QUOTED TEXT:
################
# Cueball presents... 2010 Audi A8



## The Cueball (Feb 8, 2007)

This weekend finally saw me sort out the MD's new car... he fell under the "Jag Curse" with his XF, in that, well, he didn't really like it, even though he felt he should have... so it had to go, and he decided to replace it with this Audi A8 TDi... which he loves! :lol:

So again it was up to me to get the car looking good and get some protection down to protect it and make it easier for him to look after...

For those that saw the XF detail here you may remember that I felt pretty disappointed with the end result of that car, but funnily enough, I started this detail with his words of "if you can make it look half as good as the Jag, I'll be happy" so maybe I was a little bit hard on myself... ever my worse critic mind you... 

Some pictures to start with, just general dirt and grime really... he's had it for a couple of months and hasn't washed it to "help me out" :lol: 
































































And the very spacious interior, as usual, all black too!





































Finally, the TDi powerplant...




























After giving the car a good hose down, it was out with the snow foam - still using CG No touch, gratuitous SN shots... :lol:



















I went round the car with G101 in all the nooks and crannies, door hinges etc, then washed the car using the 2BM and concours shampoo...

While I was down in the CG unit on Friday, I picked up some of their new iron dissolver... can't remember the name of it, and, as usual for me, the bottle has no label! Same as my snow foam! :lol:

Anyway, I sprayed onto the wheels as normal, and left for 10 minutes to work away...










At this stage it was just taken off with the PW...

After the car was cleaned with the shampoo, I went onto my usual 3 stage decon routine - any tar was dealt with via Tardis, then onto the 2nd chemical stage with the new CG stuff, and finally I clayed the whole car, including the windows with Zaino clay and ONR as the lube...

The engine was cleaned, and sprayed with 303 and left...

Check out my "action" shot...  :lol:










It was then snowfoamed again, rinsed and dried with the help of AS tango... leaving this to start the polishing!
################
MATERIAL PROVIDED:
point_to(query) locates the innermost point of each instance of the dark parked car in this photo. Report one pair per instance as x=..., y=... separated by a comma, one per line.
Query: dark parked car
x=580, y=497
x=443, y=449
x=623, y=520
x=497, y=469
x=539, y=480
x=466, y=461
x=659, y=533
################
JOB: From the Audi A8 detailing write-up, extract the passage from "The engine was" up to and including "start the polishing!", without altering any wording.

EXERCISE SOLUTION:
The engine was cleaned, and sprayed with 303 and left...

Check out my "action" shot...  :lol:










It was then snowfoamed again, rinsed and dried with the help of AS tango... leaving this to start the polishing!